§ **Exercise prompt**
Send back the records in full, character for character.

§ **Data in this exercise**
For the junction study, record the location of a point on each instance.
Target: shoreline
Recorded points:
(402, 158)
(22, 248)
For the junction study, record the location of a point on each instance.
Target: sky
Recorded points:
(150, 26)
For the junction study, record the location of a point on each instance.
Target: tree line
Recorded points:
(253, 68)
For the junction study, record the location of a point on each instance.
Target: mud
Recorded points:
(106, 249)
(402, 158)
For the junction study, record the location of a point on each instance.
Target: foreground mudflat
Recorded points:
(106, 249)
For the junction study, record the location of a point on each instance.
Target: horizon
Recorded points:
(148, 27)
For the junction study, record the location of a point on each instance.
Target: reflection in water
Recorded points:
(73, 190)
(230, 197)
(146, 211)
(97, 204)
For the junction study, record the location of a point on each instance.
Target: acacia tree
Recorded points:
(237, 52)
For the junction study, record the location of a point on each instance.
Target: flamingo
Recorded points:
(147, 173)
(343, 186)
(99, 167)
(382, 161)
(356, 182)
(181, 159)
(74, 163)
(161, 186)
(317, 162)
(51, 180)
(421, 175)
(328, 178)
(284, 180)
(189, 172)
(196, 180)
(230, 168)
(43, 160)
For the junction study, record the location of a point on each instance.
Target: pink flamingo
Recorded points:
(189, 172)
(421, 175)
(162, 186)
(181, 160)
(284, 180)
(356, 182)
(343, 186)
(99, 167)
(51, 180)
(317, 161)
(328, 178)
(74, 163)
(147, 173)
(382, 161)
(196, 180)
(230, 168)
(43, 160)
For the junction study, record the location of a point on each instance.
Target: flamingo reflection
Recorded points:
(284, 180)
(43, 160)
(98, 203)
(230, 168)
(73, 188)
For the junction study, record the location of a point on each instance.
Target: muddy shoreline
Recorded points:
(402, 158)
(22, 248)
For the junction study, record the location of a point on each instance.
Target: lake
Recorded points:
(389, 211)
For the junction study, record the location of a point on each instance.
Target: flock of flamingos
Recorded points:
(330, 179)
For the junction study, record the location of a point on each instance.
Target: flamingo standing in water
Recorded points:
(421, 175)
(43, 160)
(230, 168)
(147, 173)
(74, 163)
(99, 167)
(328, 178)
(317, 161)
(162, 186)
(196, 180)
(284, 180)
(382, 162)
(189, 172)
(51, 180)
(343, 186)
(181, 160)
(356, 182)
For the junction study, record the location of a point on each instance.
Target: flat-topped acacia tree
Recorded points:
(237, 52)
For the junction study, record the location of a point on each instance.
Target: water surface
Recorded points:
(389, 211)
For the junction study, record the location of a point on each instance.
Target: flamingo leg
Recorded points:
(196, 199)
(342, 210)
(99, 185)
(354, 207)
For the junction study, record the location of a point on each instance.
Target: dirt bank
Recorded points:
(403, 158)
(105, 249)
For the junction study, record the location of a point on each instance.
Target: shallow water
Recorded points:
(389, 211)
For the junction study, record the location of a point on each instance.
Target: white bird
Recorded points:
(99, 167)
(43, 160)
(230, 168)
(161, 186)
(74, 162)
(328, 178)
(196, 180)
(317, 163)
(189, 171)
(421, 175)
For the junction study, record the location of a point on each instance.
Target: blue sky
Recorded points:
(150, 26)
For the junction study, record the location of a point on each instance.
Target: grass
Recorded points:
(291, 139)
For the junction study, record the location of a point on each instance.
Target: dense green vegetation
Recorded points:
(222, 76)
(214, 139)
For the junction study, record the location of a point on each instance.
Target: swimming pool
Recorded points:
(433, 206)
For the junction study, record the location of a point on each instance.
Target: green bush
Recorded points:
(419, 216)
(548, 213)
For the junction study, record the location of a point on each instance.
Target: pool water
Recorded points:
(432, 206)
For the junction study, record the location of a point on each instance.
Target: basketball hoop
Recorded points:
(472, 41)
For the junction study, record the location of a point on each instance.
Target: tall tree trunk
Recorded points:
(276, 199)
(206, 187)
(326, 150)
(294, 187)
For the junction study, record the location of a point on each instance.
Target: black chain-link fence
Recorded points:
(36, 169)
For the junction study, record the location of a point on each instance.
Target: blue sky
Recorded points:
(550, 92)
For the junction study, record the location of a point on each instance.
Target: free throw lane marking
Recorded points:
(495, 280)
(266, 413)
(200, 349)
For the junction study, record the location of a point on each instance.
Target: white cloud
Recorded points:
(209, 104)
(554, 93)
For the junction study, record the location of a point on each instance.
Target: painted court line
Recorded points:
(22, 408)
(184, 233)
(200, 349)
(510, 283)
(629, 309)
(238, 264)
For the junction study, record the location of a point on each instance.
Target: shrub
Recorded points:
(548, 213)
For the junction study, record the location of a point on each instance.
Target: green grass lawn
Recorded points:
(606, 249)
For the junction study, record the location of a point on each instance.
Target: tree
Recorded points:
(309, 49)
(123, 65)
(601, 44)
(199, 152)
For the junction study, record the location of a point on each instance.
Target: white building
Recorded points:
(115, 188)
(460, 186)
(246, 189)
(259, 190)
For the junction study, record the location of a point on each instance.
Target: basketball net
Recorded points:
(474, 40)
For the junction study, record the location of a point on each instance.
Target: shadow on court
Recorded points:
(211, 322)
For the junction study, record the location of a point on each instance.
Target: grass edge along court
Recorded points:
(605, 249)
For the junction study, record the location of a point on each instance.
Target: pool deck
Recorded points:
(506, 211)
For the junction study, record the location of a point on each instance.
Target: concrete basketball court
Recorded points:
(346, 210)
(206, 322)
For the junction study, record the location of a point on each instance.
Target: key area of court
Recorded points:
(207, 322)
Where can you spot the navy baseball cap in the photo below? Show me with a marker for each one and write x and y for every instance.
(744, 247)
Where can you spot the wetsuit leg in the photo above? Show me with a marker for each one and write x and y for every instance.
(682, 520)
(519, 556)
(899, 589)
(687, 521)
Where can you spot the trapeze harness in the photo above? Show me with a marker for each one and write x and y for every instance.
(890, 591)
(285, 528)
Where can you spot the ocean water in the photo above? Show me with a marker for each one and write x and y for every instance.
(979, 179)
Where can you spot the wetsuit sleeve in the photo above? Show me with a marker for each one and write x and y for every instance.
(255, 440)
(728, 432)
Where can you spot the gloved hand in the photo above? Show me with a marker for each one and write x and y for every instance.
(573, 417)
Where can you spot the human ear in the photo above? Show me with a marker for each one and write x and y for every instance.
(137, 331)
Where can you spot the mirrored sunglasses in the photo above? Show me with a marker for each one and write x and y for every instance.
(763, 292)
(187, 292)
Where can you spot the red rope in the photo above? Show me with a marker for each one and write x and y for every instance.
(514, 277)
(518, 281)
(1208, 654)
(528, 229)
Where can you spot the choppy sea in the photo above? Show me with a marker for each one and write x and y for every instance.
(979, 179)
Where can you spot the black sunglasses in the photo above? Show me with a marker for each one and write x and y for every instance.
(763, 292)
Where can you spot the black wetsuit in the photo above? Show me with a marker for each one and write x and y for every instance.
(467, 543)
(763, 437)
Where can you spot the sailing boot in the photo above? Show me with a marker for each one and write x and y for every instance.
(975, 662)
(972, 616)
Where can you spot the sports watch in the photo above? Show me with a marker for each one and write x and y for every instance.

§ **Answer to this exercise**
For the junction study, record the location of a point on each instance.
Target: shoreline
Recorded points:
(402, 158)
(22, 248)
For the junction study, record the location of a point on each instance.
Target: sky
Recorded points:
(150, 26)
For the junction study, record the location of a point on each instance.
Target: tree line
Recorded points:
(253, 68)
For the junction study, record the location of a point on each instance.
Target: mud
Recorded points:
(106, 249)
(402, 158)
For the junction study, record the location of a point on each instance.
Target: foreground mudflat
Recorded points:
(106, 249)
For the junction study, record the location of a point on each instance.
Target: horizon
Recorded points:
(148, 27)
For the junction study, record the location of a point on each instance.
Target: reflection in water
Recorded points:
(73, 190)
(230, 197)
(146, 211)
(97, 204)
For the junction study, record the location of a point on each instance.
Target: acacia tree
Recorded points:
(237, 52)
For the junction study, record the location of a point on each instance.
Target: flamingo
Recorded points:
(147, 173)
(343, 186)
(99, 167)
(382, 161)
(356, 182)
(181, 159)
(74, 163)
(161, 186)
(317, 162)
(51, 180)
(421, 175)
(328, 178)
(284, 180)
(189, 172)
(196, 180)
(230, 168)
(43, 160)
For the junction study, record the location of a point on each instance.
Target: pink flamingo
Recorded points:
(189, 172)
(421, 175)
(162, 186)
(181, 160)
(284, 180)
(356, 182)
(343, 186)
(99, 167)
(51, 180)
(317, 161)
(328, 178)
(74, 163)
(147, 173)
(382, 161)
(196, 180)
(230, 168)
(43, 160)
For the junction study, record the location of a point on each instance.
Target: flamingo reflection
Recorded points:
(284, 180)
(43, 160)
(98, 203)
(230, 168)
(73, 188)
For the junction study, record the location of a point on each instance.
Target: muddy shoreline
Recorded points:
(402, 158)
(22, 248)
For the junction study, record the location of a point on each instance.
Target: lake
Recorded points:
(389, 211)
For the junction study, record the location of a point on each instance.
Target: flock of flamingos
Recorded points:
(330, 179)
For the junction study, record the location of a point on each instance.
Target: flamingo standing in water
Recorded points:
(421, 175)
(43, 160)
(230, 168)
(147, 173)
(74, 163)
(99, 167)
(328, 178)
(317, 161)
(162, 186)
(196, 180)
(284, 180)
(382, 162)
(189, 172)
(51, 180)
(343, 186)
(181, 160)
(356, 182)
For the junction study, record the location of a point on each instance.
Target: flat-topped acacia tree
Recorded points:
(237, 52)
For the junction study, record the location of a point on each instance.
Target: water surface
Recorded points:
(389, 211)
For the junction study, record the location of a point on each instance.
Target: flamingo leg
Recorded points:
(196, 199)
(342, 210)
(99, 185)
(354, 207)
For the junction study, record the location of a point on each instance.
Target: dirt bank
Recorded points:
(403, 158)
(105, 249)
For the junction study, record the location of a point on each instance.
Target: shallow water
Recorded points:
(389, 211)
For the junction study, record the location of a point on each instance.
Target: white bird
Recorded points:
(99, 167)
(43, 160)
(230, 168)
(161, 186)
(74, 162)
(328, 178)
(196, 180)
(317, 163)
(189, 171)
(421, 175)
For the junction study, record the location of a point on each instance.
Target: blue sky
Recorded points:
(150, 26)
For the junction study, record the location of a point on each instance.
Target: grass
Recorded points:
(291, 139)
For the junction study, record the location of a point on each instance.
Target: dense green vegetation
Recorded points:
(222, 76)
(214, 139)
For the junction study, record the location of a point on each instance.
Target: swimming pool
Recorded points:
(433, 206)
For the junction study, record the location of a point on each instance.
Target: green bush
Recorded points:
(419, 216)
(548, 213)
For the junction study, record the location of a point on each instance.
Target: pool water
Recorded points:
(432, 206)
For the junction study, record the location of a point on each instance.
Target: basketball hoop
Recorded points:
(472, 41)
For the junction study, record the location of a point on each instance.
Target: tall tree trunk
Recorded points:
(276, 199)
(206, 187)
(326, 150)
(294, 187)
For the junction study, record the location of a point on each instance.
Target: black chain-link fence
Recorded points:
(36, 169)
For the junction study, record the location of a point on each instance.
Target: blue sky
Recorded points:
(550, 92)
For the junction study, record the location of a point on each instance.
Target: free throw lane marking
Recorded points:
(495, 280)
(266, 413)
(200, 349)
For the junction study, record the location of a point on each instance.
Target: white cloud
Recorded points:
(209, 104)
(554, 93)
For the junction study, record the location of a point on each instance.
Target: painted court line
Recorded points:
(22, 408)
(184, 233)
(200, 349)
(510, 283)
(629, 309)
(238, 264)
For the junction study, record the location of a point on each instance.
Target: shrub
Recorded points:
(548, 213)
For the junction study, record the location of a point on each instance.
Target: green grass lawn
Recorded points:
(606, 249)
For the junction study, record the location of a point on each instance.
Target: tree
Recorded points:
(309, 49)
(123, 65)
(601, 44)
(199, 152)
For the junction study, record the location of a point on each instance.
Target: white building
Recorded points:
(115, 188)
(460, 186)
(246, 189)
(259, 190)
For the junction study, record the location of a point on each instance.
Target: basketball net
Recorded points:
(474, 40)
For the junction study, record the location of a point on each instance.
Target: shadow on court
Recorded points:
(211, 322)
For the junction study, record the location of a point on each instance.
Target: grass edge along court
Recorded points:
(605, 249)
For the junction study, record the location of a point on each instance.
Target: pool deck
Recorded points:
(506, 211)
For the junction study, record the location of a point on each instance.
Target: concrete basketball court
Recorded points:
(346, 210)
(206, 322)
For the junction study, record the location of a point on each instance.
Target: key area of court
Recorded points:
(207, 322)
Where can you spot the navy baseball cap in the photo below? Show me with a marker for each one and write x and y for every instance.
(744, 247)
Where can you spot the wetsuit leg in the photo above? Show me with a marker for each one and write x and y for every instance.
(682, 520)
(519, 556)
(899, 589)
(687, 521)
Where can you spot the trapeze harness in the photo above? Show me with a marker for each one and write x and y for every instance.
(890, 591)
(285, 528)
Where can you spot the ocean water in the photo above? Show me with a marker for each one and write x and y for every instance.
(979, 179)
Where can you spot the wetsuit sleeve in the photo above? Show me with a marker for each one and write x and y for every instance.
(255, 440)
(728, 432)
Where can you spot the gloved hand in the photo above? Show me with a marker for each one and write x and y for every instance.
(573, 417)
Where can you spot the human ear in the photo above? Show me with a marker for each one and write x and y for every instance.
(137, 331)
Where can you spot the mirrored sunglasses in the photo above? Show me with a marker for each one and write x and y for every instance.
(763, 292)
(187, 292)
Where can you spot the red rope in the photo above? Show me with a marker for each one and write x and y for every instance.
(514, 277)
(518, 281)
(1208, 654)
(528, 229)
Where can you spot the choppy sea in the photo above? Show me with a marker for each one and write x and y for every instance.
(979, 179)
Where can you spot the black sunglasses in the photo above? Show me with a marker for each one and write x and y for every instance.
(763, 292)
Where can you spot the black wetsuit in the photo above? Show me with a marker for each one and write x and y for every instance.
(467, 543)
(763, 437)
Where can you spot the sailing boot in the photo above? Show me with a marker for each one and write x and y for every instance.
(975, 662)
(972, 616)
Where can you spot the sports watch in the photo above? Show me with a marker for each one and write x and y for every instance.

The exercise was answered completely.